══ Extrait cité
Jack THAYER raconte ...

 

John Borland Thayer, 49 ans, était second Vice-Président de la Compagnie des Chemins de Fer de Pennsylvanie. Avec sa famille, il revenait d'un voyage en Europe où il avait été l'hôte du Consul Général Américain à Berlin.

Il était accompagné de son épouse Marian, 39 ans, et de l'un de leurs 4 enfants,
John "Jack" Borland Jr., âgé de 17 ans.
Tous trois avaient embarqué à Cherbourg, occupaient deux cabines de 1
ère classe ( C68 et C70 ) et avaient payé leurs billets 110 £ 17 s et 8 d.

C'est le témoignage de Jack qui vous est présenté ici.


Jack Thayer et ses parents

 

 

Jack Thayer raconte l'histoire du naufrage ...

 

Le choc et l'inquiétude

Mon père était couché, et ma mère et moi-même étions sur le point d'en faire autant. Il n'y eut pas de gros choc. J'étais debout à ce moment là et je ne crois pas que c'était suffisant pour faire tomber quelqu'un. J'enfilai un pardessus et montai précipitamment sur le pont A du côté bâbord. Je n'y vis rien. Je partis vers la poupe pour voir s'il y avait des traces de glace. La seule glace que je vis se trouvait sur le pont. Je ne pouvais pas voir très loin devant car je venais juste de sortir d'une pièce très éclairée.

Je redescendis à notre cabine et mon père et ma mère m'accompagnèrent sur le pont A, du côté tribord. Nous n'y vîmes rien. Mon père crut voir flotter de petits morceaux de glace, mais moi je n'en voyais pas. Il n'y avait pas de gros iceberg. Nous allâmes à bâbord et le bateau prit alors une légère gîte sur bâbord. Nous restâmes là à regarder pendant environ 5 minutes. La gîte sembla s'accentuer très lentement.

Nous redescendîmes alors à nos chambres sur le pont C, nous habillâmes rapidement en enfilant tous nos vêtements. Nous mîmes tous nos gilets de sauvetage et, par-dessus, nos manteaux. Puis nous montâmes précipitamment sur le pont et circulâmes, cherchant différents endroits jusqu'à ce que l'on ordonnât aux femmes de se rassembler à bâbord.

 

Séparé de mes parents

Mon père et moi dîmes au revoir à ma mère en haut des escaliers sur le pont A. Avec sa domestique, elle sortit directement sur le pont A à bâbord et nous allâmes à tribord. A ce moment, nous n'avions pas idée que le navire pourrait sombrer et nous circulâmes sur le pont A puis descendîmes sur le pont B. Nous rencontrâmes le 1er Steward du grand salon qui nous informa que ma mère n'avait pas encore pris de canot et nous conduisit jusqu'à elle.

Mon père et ma mère marchaient devant et je les suivais. Ils descendirent sur le pont B et je me retrouvai face à un attroupement qui m'empêcha de les rejoindre. Je les perdis de vue. Dès que je pus traverser la foule, j'essayai de les trouver sur le pont B, mais sans succès. C'est la dernière fois que je vis mon père. C'était environ une demi heure avant le naufrage. J'allai alors à tribord, pensant que mon père et ma mère avaient pris place dans un canot. Pendant tout ce temps, j'étais avec un ami nommé Milton C. Long, de New York, que je venais de rencontrer ce soir.
════
══ Données fournies
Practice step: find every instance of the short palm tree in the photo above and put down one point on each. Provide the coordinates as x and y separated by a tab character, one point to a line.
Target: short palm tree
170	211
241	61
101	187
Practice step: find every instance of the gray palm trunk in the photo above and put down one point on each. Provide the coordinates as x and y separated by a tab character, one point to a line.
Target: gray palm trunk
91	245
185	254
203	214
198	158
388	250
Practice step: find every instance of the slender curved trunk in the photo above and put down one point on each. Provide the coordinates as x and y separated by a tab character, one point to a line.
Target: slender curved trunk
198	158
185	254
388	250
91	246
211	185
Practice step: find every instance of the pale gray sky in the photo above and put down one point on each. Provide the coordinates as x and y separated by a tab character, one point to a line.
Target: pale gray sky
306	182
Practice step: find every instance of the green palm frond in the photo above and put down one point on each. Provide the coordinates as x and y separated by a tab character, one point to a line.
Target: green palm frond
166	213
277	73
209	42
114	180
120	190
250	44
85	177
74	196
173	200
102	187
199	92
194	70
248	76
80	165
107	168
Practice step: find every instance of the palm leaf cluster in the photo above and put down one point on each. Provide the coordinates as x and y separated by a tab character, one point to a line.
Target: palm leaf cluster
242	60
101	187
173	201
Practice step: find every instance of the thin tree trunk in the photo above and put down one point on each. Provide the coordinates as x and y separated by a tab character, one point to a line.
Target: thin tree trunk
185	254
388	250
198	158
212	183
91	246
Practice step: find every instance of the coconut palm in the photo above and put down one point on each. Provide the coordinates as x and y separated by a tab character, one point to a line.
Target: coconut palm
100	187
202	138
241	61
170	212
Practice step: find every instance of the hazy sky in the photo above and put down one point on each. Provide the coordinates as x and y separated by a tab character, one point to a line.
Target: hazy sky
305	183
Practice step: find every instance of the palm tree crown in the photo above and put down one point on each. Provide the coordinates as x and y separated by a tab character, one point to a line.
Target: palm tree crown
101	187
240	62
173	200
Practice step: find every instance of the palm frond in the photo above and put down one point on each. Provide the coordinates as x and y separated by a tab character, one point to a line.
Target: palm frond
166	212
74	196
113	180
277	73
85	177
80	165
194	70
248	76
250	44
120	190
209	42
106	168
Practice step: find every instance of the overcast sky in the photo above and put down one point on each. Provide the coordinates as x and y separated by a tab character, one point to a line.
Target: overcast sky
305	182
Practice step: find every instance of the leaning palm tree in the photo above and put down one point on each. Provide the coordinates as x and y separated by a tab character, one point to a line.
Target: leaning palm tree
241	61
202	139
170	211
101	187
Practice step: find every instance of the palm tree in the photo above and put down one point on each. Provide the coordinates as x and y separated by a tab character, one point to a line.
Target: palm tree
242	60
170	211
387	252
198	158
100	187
════
Défis:
1. Indiquez le nom de l'ami qui se trouvait avec Jack Thayer pendant ce temps, d'après son témoignage.
2. Donnez la suite du témoignage de Jack Thayer, en commençant après sa dernière phrase.
Les lignes n'ont aucun rapport avec le témoignage de Jack Thayer.

Réponses par défi:
1. Milton C. Long, de New York.

2.
A tribord, les canots partaient rapidement. Quelques uns étaient déjà hors de vue. Nous pensions pouvoir prendre place dans l'un d'eux, le dernier à partir à l'avant du côté tribord, mais il semblait y avoir une telle foule que je pensais qu'il était imprudent de tenter d'y monter. Lui et moi étions près des bossoirs de l'un des canots qui était parti. Je ne remarquais personne de connaissance excepté Mr. Linley que je venais aussi juste de rencontrer ce soir. Je le perdis de vue en quelques minutes. Long et moi étions près du bastingage un peu à l'arrière de la passerelle de commandement.

 

Persuadé que le navire flotterait

La gîte à bâbord n'avait cessé d'augmenter. A ce moment, des gens commençaient à sauter de la proue. Je pensais à en faire autant, mais j'eus peur d'être assommé en heurtant l'eau. Trois fois je me décidai à sauter, à me laisser glisser sur les cordes du bossoir et à essayer d'aller vers les canots déjà éloignés du navire, mais à chacune, Long me retint et me dit d'atteindre un moment. Il s'assit alors et je restai debout à attendre ce qui allait se passer. Même alors, nous pensions qu'il était possible de rester à flot.

J'aperçus une corde entre les bossoirs ainsi qu'une étoile et je remarquai que celle-ci s'abaissait progressivement. A cet instant, il se redressa en se maintenant en équilibre et commença à s'enfoncer assez vite avec un angle d'environ 30 degrés. Comme il commençait à sombrer, nous quittâmes les bossoirs et retournâmes près du bastingage à égale distance de la 2
ème cheminée.

 


Les bossoirs soutenant
les canots de sauvetage

 

Long et moi-même nous dîmes au revoir et sautâmes sur le bastingage. Il passa les jambes de l'autre côté, attendit une minute et me demanda si je venais. Je lui répondis que j'arrivais dans un instant. Il ne sauta pas vraiment mais glissa le long du navire. Je ne le revis jamais.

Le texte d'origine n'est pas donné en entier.